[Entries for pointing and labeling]

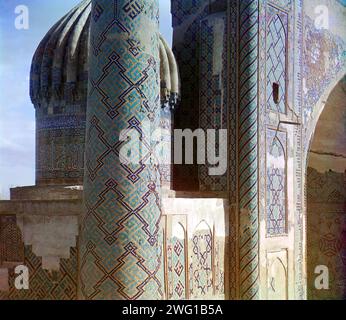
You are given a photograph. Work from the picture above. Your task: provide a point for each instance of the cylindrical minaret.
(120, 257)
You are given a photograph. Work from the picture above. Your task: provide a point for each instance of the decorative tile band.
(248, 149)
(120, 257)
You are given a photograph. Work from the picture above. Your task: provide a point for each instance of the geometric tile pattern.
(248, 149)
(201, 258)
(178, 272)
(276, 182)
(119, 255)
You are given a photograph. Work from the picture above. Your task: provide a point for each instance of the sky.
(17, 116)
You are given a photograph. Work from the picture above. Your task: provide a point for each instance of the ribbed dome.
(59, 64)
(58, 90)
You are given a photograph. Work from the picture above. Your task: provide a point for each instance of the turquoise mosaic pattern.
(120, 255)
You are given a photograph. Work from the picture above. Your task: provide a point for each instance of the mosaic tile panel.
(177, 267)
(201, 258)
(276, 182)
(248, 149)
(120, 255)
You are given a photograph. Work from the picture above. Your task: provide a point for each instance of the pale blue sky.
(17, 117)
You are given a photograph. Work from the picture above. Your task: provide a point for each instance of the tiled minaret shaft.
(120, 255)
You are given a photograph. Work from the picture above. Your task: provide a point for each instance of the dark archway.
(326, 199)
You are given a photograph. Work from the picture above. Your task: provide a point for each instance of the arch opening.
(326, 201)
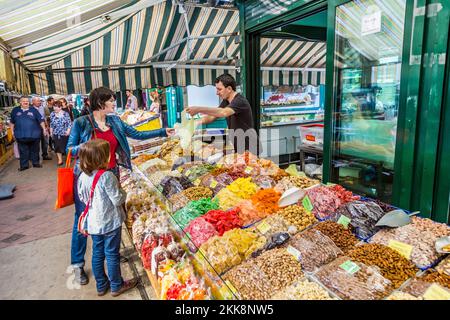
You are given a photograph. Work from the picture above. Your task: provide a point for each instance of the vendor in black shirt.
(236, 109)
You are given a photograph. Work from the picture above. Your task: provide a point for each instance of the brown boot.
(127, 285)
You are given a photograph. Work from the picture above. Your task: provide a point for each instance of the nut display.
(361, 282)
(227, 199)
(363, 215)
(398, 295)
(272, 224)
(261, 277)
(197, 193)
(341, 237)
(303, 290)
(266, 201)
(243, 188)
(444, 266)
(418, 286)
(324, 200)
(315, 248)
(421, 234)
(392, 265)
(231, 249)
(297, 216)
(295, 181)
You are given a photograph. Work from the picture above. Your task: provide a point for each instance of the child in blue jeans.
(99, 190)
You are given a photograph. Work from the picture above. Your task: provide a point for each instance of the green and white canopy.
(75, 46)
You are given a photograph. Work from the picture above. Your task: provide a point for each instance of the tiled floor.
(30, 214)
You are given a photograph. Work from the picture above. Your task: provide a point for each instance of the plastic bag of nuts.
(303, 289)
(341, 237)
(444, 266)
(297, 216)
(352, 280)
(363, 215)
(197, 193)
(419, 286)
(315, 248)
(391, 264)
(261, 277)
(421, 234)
---
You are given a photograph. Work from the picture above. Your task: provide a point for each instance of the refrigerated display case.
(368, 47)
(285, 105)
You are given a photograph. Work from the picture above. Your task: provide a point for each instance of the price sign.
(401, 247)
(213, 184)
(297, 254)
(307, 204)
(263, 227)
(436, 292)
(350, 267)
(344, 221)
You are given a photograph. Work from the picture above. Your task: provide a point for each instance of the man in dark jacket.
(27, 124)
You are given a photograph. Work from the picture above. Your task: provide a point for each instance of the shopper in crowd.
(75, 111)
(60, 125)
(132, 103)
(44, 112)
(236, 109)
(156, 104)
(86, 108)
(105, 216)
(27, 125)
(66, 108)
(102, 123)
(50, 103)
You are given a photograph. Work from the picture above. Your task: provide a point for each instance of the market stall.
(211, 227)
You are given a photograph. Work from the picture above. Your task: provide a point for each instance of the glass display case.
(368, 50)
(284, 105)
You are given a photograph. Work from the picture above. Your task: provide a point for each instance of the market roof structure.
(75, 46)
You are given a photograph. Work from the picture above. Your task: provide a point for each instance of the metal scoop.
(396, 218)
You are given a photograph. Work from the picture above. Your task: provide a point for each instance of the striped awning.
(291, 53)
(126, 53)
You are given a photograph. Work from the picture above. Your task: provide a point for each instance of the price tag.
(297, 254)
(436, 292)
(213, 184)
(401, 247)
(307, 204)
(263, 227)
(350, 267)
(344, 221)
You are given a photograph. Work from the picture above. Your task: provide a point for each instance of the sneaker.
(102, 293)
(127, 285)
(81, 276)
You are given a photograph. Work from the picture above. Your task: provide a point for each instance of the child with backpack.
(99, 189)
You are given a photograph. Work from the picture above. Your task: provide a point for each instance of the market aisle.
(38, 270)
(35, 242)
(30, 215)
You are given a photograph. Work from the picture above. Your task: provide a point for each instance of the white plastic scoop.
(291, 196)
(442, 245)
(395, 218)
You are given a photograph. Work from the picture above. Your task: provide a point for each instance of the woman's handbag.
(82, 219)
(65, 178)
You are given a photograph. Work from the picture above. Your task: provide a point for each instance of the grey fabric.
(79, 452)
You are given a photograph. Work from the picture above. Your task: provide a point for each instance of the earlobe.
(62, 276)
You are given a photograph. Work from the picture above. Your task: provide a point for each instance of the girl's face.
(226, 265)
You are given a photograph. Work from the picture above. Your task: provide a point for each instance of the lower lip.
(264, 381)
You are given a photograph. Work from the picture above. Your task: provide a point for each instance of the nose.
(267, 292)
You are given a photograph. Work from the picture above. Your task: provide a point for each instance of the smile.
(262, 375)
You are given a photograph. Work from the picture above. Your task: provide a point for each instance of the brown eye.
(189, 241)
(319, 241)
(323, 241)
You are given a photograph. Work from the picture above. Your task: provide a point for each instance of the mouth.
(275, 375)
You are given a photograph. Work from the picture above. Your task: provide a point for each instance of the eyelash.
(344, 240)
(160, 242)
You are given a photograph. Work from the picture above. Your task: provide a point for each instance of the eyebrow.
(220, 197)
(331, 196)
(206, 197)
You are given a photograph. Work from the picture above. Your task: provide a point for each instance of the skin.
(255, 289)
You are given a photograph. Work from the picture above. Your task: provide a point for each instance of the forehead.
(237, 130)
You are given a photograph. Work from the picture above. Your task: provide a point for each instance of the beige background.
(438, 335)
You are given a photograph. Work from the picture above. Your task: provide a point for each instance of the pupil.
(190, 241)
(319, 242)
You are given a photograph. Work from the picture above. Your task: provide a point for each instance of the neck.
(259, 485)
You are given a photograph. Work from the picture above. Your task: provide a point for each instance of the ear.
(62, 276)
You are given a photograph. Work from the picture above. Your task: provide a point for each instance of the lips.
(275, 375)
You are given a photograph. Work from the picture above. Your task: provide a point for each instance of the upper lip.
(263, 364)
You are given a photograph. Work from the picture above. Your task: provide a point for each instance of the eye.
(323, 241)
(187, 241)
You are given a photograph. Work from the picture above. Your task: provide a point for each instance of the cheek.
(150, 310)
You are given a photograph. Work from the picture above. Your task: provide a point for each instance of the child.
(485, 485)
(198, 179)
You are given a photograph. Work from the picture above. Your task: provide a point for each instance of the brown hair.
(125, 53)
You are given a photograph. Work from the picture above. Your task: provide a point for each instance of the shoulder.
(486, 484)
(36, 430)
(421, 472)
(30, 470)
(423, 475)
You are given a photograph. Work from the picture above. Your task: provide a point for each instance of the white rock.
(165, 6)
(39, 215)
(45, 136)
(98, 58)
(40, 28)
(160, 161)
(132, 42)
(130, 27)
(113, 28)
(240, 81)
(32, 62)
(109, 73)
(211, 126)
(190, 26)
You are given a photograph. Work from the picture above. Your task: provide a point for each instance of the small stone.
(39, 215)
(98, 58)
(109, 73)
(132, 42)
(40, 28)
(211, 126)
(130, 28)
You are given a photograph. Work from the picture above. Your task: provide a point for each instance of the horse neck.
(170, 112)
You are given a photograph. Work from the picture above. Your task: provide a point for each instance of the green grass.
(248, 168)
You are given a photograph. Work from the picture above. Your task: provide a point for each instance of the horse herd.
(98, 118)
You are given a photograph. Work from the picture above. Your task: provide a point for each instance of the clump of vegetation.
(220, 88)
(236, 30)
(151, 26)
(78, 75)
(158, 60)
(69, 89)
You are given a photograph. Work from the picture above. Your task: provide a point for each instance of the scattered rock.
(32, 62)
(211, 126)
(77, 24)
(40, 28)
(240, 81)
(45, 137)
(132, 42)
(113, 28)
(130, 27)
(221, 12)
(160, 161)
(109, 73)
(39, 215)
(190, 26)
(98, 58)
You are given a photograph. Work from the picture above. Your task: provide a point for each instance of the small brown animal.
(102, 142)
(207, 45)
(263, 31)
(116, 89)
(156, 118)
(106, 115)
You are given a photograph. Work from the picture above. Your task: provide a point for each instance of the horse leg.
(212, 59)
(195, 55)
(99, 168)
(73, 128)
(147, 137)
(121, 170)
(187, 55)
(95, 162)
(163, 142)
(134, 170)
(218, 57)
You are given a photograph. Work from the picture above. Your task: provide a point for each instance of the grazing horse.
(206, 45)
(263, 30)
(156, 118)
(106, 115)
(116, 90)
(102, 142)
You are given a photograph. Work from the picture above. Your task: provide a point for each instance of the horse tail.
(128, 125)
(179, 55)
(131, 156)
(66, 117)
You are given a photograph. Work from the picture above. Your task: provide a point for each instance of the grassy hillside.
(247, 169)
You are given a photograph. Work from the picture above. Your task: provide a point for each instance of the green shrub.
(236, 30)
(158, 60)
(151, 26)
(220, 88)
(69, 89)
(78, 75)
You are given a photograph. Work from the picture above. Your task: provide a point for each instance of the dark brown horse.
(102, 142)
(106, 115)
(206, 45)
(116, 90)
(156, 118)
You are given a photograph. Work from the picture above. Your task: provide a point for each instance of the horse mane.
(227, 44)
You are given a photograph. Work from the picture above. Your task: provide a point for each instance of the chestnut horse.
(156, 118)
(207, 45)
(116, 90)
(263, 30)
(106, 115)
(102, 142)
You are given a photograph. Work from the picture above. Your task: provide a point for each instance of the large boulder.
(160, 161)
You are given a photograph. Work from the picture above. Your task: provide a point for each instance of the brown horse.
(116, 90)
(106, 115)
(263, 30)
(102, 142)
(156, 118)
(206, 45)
...
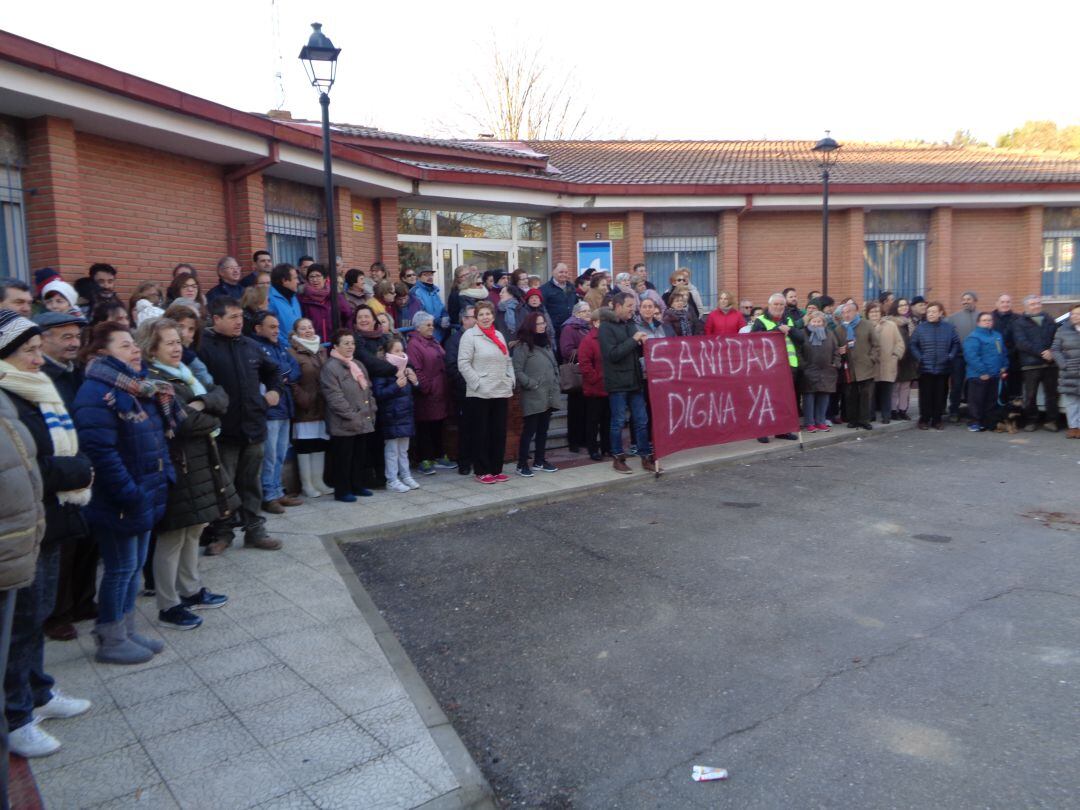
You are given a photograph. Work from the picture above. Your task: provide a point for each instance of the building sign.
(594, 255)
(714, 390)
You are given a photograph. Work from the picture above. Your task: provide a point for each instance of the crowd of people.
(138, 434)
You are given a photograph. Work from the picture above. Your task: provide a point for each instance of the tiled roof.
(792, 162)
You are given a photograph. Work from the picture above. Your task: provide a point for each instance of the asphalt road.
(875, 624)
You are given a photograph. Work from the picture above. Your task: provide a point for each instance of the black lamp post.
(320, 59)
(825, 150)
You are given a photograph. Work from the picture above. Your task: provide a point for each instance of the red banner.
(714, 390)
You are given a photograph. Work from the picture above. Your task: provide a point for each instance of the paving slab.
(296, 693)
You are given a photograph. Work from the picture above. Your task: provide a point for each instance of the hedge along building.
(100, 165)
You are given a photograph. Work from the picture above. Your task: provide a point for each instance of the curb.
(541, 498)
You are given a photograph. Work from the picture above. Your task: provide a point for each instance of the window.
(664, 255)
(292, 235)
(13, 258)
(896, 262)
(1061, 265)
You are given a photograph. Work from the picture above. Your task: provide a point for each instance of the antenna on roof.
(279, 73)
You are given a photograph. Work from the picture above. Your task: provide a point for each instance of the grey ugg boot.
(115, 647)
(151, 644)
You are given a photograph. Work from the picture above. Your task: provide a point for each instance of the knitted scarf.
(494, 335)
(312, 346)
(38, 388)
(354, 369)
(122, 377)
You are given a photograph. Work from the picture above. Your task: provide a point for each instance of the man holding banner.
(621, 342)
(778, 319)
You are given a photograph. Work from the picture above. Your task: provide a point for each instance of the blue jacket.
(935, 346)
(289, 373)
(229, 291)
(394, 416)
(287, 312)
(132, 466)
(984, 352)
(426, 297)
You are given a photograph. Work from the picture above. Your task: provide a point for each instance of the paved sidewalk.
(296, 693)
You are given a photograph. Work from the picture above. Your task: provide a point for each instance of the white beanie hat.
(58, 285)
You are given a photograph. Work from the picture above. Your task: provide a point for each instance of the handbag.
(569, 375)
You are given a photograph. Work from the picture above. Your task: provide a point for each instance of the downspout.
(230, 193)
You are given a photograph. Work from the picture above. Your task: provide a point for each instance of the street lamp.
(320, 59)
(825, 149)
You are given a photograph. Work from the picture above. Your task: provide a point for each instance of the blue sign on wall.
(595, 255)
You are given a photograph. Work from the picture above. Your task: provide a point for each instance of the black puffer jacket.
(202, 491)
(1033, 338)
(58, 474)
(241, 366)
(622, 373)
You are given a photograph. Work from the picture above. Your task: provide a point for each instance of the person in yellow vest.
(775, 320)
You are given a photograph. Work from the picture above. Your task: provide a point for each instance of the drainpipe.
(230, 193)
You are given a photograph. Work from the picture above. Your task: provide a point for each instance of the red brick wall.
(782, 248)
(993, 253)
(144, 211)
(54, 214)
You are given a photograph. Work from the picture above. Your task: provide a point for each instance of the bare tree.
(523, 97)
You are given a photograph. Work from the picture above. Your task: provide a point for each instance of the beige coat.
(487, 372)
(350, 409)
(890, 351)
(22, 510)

EXERCISE AIM:
Pick out each line of the records above that contains the word "lamp", and copy those lines.

THE RESPONSE:
You are given a photograph. Work from the picture above. Your task: provide a point for each instance of the black lamp post.
You are given a photograph. Work from the picture above. Your task: provide a point for each instance of the street lamp.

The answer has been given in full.